UIT TE VOEREN =>
Vermeld elke regel uit de onderstaande rijen waarin het woord "road" voorkomt, en neem die regels letterlijk over.

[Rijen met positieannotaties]
****************

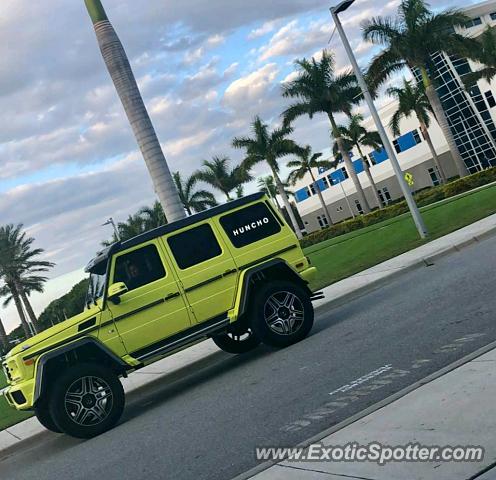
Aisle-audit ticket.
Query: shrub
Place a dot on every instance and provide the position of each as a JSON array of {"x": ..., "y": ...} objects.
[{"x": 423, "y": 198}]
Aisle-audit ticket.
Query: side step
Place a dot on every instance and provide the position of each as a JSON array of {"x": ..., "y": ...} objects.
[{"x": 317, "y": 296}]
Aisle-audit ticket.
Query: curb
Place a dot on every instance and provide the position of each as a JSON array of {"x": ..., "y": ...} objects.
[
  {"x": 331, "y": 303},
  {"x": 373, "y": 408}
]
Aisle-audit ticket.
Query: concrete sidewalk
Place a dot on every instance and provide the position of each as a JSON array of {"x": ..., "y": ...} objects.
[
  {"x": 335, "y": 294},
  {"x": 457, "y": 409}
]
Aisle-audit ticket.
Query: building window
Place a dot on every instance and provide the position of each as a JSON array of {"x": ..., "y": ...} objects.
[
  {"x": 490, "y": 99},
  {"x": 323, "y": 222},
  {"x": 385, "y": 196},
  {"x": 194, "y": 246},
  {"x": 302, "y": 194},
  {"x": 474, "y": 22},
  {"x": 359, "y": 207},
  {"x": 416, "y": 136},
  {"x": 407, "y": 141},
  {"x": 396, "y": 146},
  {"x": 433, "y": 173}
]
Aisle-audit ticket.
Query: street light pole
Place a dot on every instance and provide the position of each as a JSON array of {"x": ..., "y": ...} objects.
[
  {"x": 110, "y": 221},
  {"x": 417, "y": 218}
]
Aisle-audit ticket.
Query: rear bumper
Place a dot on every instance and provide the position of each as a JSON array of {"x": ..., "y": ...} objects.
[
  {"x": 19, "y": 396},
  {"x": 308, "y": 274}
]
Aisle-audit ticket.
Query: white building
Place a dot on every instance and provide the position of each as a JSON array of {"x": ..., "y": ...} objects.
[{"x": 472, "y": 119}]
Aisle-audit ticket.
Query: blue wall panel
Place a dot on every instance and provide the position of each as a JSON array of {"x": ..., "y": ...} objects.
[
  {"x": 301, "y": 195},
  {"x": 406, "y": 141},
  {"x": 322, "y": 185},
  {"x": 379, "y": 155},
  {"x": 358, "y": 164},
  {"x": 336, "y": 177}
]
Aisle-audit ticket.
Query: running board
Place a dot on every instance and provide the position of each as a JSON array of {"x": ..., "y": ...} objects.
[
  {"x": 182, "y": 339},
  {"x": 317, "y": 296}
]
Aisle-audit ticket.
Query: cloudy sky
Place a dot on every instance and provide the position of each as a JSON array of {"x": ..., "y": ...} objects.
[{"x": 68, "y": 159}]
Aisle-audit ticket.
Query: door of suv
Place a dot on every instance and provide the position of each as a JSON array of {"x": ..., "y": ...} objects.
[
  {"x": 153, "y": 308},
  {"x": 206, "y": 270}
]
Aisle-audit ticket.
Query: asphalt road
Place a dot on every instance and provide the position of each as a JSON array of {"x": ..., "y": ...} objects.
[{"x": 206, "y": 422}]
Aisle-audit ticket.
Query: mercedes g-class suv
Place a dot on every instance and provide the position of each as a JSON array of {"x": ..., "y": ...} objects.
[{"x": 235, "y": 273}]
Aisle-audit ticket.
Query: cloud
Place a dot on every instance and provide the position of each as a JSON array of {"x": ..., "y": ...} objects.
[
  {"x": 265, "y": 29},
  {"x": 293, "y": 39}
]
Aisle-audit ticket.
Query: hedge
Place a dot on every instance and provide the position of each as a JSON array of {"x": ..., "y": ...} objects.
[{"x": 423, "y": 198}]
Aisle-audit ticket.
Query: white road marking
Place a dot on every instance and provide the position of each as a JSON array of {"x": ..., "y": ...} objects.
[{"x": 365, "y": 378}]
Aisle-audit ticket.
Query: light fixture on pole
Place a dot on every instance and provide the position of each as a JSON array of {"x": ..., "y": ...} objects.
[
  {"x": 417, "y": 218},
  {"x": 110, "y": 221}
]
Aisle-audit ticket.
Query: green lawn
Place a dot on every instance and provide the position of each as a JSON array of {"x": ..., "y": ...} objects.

****************

UITGEVOERDE OPDRACHT =>
Query: asphalt road
Query: white road marking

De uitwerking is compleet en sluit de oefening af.